• _Material shown_
○ ○ ○ ○ ○

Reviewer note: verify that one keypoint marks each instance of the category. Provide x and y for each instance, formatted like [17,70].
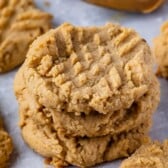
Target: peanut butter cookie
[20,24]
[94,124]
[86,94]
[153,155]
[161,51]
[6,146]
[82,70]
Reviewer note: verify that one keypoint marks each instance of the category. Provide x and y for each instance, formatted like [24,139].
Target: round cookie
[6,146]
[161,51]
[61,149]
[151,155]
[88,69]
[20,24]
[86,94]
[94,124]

○ ○ ○ ○ ○

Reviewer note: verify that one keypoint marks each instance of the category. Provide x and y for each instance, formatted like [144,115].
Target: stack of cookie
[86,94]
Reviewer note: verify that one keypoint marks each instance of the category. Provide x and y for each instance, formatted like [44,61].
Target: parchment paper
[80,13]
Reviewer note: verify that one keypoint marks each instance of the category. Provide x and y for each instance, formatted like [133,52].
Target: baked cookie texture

○ ○ ○ ○ ○

Would you copy the lines above exactly, starting with the one that has "formatted like [17,70]." and ending with the one that has "formatted like [24,139].", both included, without the pictures?

Reviewer note: verify that one keypoint marks each instance of the category. Provide x and y for each instance, formatted like [17,70].
Target: peanut butter cookie
[20,24]
[94,124]
[86,94]
[153,155]
[161,51]
[6,146]
[82,70]
Reviewer note: verify that one keypoint marks each instance of the category. Provide x and y for each instance, formatted like [24,139].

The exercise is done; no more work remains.